** PAGE EXTRACT **
════════════════════

I bet none of them even buy a JP Morgan Climate Care carbon offset, from their bunch of ‘merchant bankers’ friends in the trendy ‘chattering classes’ parts of London. Did they carbon offset, to relieve their troubled minds, about all the CO2 they are emmiting….?
http://www.jpmorganclimatecare.com/
How many houses properties does Curtis have again (london west country, etc)
So to all thos eco rich activists preaching…
When you have REDUCED your ‘carbon footprints’ to merely ONLY 10 times mine….
Then I might start laughing, vs being very concerned that they are in positions of power (ie media and establishment, the luvvie, political circuit)

hunter
October 2, 2010 4:50 am

The AGW apologists who are asserting that this was all just a big funny joke that the moronic denialist scum are too stoopid to get are doing the best thing possible:
Helping the echo-chamber of AGW drive straight off the cliff into the trash heap of history.
Please, do keep it up.
Like most dysfunctional social movements, AGW’s worst enemy is its strongest true believers. 10:10 meant this to be mainstream, huge and wildly helpful in getting the AGW dogma more widely accepted.
10:10 is slick, funded by huge corporations and governments, and attracts the alleged best and brightest.
If a skeptical group had made fun loving video where skeptics could blow up AGW promoters droning on about how much worse things really are, or holding some huge tax payer funded ‘climate conference’ at the push of a button, would that be cute?

════════════════════

** STORED DATA **

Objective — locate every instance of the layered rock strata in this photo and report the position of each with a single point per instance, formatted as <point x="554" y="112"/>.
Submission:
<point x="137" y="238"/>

════════════════════

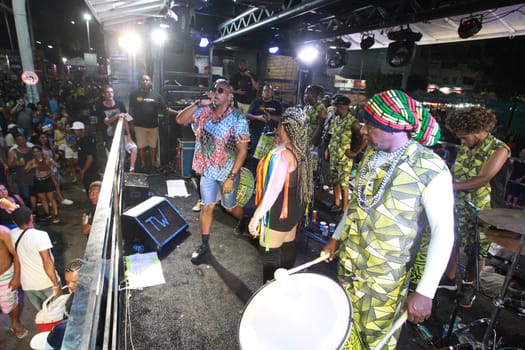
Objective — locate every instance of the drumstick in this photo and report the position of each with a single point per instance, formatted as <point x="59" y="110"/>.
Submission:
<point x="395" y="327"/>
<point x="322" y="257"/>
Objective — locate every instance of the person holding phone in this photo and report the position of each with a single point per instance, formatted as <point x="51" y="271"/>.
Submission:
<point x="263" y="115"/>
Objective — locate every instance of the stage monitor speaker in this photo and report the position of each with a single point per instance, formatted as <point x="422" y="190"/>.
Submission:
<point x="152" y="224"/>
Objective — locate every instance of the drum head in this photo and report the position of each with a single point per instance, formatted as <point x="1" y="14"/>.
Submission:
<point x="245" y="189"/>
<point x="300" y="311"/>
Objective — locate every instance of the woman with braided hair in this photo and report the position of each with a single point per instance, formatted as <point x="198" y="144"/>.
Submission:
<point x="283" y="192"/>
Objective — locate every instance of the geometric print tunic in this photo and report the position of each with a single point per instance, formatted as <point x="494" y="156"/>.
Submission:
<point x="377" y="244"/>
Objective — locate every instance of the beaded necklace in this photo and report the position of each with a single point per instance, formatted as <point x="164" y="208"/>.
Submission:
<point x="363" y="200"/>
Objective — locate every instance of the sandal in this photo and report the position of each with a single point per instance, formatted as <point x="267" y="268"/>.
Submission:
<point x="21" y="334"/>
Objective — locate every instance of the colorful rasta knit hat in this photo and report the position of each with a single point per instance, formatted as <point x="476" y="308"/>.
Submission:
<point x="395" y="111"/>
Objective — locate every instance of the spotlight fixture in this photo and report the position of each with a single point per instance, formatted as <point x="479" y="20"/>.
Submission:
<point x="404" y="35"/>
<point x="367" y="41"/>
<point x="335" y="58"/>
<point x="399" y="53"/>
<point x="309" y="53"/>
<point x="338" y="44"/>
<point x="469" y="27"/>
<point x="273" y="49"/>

════════════════════

** WHAT TO DO **
In the climate comments, who funds 10:10?

** CORRECT OUTPUT **
Huge corporations and governments.